Did you know a sedentary lifestyle is associated with an increased death rate?
How many hours do you think you might be spending in front of the computer all day and then binging Netflix? We are all guilty of this to some level… right?!
In a study looking at sitting time in people age 45 and up, it was found that 6.9% of all-cause death was associated with sitting. This increased death rate was regardless of gender, age, BMI and underlying health conditions! This effect was seen even if people met exercise guidelines. (Study reference below).
What does that mean?
Even if we are getting our daily recommended exercise, sitting for long periods of time is detrimental for our health!
The good news is, even if you are not meeting your exercise goals YET, you can still improve your health by sitting LESS. They compared less than 4 hours of sitting with 4-8 and 8-11 hours a day. Can you think of ways to sit less?
A sedentary lifestyle trend has been steadily increasing generally as we spend more and more time seated at work, in our cars and watching TV/phones. In particular, as people age, they tend to move less.
So does being sedentary have metabolic consequences at the cellular level?
Yes- it affects our mitochondria… How? Let’s discuss.
This will get a little technical.
Our muscles are made to move and adapt to our needs, by producing certain substances, called transcription factors. During physical activity, a signaling protein called AMP is increased. This has effects that make mitochondria more efficient.
Increased AMP leads to increased production of a protein called PGC1α (Peroxisome proliferator-activated receptor gamma coactivator 1-alpha).
Increased production of PGC1α results in improved mitochondrial ability to use the energy (food & stored energy) through turning on certain genes and improved lipid (fat) metabolism. The increased ability of mitochondria to use energy leads to improved insulin sensitivity (improved risk for type 2 diabetes, heart disease, certain cancers, and inflammation).
In studies, sedentary people have been found to have decreased levels of PGC1α.
Exercise also has been linked to boosted levels of NAD+ (a co-factor in chemical reactions in our mitochondria, which is linked to improved heart health).
NAD+ is a prevalent molecule in the body, and is in close interaction with sirtuin proteins (see this post about metabolism to learn more about SIRTUINS.
NAD is a co-factor in many chemical reactions in our bodies. Along with exercise, certain foods, especially those high in Vitamin B3, can help boost NAD+ activity.
So, when we exercise and just generally move more, the benefits go way beyond weight loss and calories burned! The health benefits related to regular movement, building strength, flexibility, agility improve our mortality, metabolism and help our quality of life.

===============

◆ **TASK DETAILS**:
Continue the passage on sitting, exercise, and mitochondrial health, beginning right after its final sentence.

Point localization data

===============

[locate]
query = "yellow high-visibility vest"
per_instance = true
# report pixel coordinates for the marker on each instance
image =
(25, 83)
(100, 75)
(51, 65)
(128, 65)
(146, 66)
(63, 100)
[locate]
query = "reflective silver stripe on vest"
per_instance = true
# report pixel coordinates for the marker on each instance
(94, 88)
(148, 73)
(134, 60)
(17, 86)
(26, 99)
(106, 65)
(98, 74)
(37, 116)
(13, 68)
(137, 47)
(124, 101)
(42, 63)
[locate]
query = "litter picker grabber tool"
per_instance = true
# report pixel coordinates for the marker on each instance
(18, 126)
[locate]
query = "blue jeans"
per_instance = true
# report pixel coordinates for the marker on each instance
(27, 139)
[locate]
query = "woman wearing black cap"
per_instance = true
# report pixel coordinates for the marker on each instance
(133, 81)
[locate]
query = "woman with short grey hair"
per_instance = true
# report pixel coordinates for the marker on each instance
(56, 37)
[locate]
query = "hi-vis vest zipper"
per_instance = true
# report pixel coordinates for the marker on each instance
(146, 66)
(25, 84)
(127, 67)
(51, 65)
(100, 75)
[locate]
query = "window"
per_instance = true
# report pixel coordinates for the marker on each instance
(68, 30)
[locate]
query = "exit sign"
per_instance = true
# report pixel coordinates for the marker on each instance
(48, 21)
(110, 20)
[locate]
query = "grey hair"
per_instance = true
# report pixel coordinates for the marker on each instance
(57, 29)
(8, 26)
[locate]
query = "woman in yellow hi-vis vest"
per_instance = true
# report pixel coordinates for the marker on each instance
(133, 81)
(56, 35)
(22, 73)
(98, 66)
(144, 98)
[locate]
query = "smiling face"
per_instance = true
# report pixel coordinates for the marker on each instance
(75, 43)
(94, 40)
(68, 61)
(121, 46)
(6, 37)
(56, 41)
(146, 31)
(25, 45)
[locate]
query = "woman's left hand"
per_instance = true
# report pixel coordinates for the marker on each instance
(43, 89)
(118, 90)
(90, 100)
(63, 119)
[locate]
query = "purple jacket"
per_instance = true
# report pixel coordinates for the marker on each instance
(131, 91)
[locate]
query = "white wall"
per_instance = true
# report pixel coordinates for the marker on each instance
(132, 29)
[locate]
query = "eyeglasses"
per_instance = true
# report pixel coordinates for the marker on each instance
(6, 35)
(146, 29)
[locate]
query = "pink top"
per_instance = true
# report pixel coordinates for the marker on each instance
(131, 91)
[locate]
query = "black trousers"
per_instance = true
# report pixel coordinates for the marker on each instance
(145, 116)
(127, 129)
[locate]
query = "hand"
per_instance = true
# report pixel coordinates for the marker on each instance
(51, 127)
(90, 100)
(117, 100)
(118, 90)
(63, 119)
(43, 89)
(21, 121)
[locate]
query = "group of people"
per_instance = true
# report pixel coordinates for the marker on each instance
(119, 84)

===============

◆ **OUTPUT OF THE EXERCISE**:
What conditions has exercise been show to help improve or prevent?
- Type 2 diabetes
- Breast & colon cancer
- High blood pressure
- Heart disease
- Overall death
If you haven’t been exercising or are just feel like you are simply too busy (I am guilty of this too at times!), we can still find ways to fit more movement into our lives.
So how can you find easy ways to build more movement into your life?
- The eventual goal (for heart health & cancer prevention) is to reach 150-300 minutes every week of aerobic activity & 2 episodes of muscle resistance training. It is okay to build up to this and start wherever you are.(If you have a heart condition, get clearance with your doctor before starting any exercise program.)
- This means if you have no routine currently, that is okay! Set short term and long term goals
- Some is better than none- do not get sabotaged by all or nothing thinking!
- Start with being consistent with 1 or 2 days a week and go from there. Even 10 minute bursts of activity count and can add up throughout the day.
- ·Take a 10 min walk after meals 3 times a day- can you really not spare 10 mins??
- When picking a workout, consider HIIT or interval training for more “bang for your buck”. Some studies suggest increased loss of visceral fat loss (inflammatory fat around the mid-section & organs) with such activity. With such high intensity exercise, you are aiming for 75 mins/week.
- Find ways to move more daily:
- Take the stairs
- Park further away
- Stand while you work
- Take breaks to get up every hour & walk for 2 mins.
Knowing all the benefits and ways to make it easier to get more movement in your life, do you feel more motivated? I hope so!
Reference: van der Ploeg HP, Chey T, Korda RJ, Banks E, Bauman A. Sitting time and all-cause mortality risk in 222 497 Australian adults. Arch Intern Med. 2012 Mar 26;172(6):494-500. doi: 10.1001/archinternmed.2011.2174. PMID: 22450936.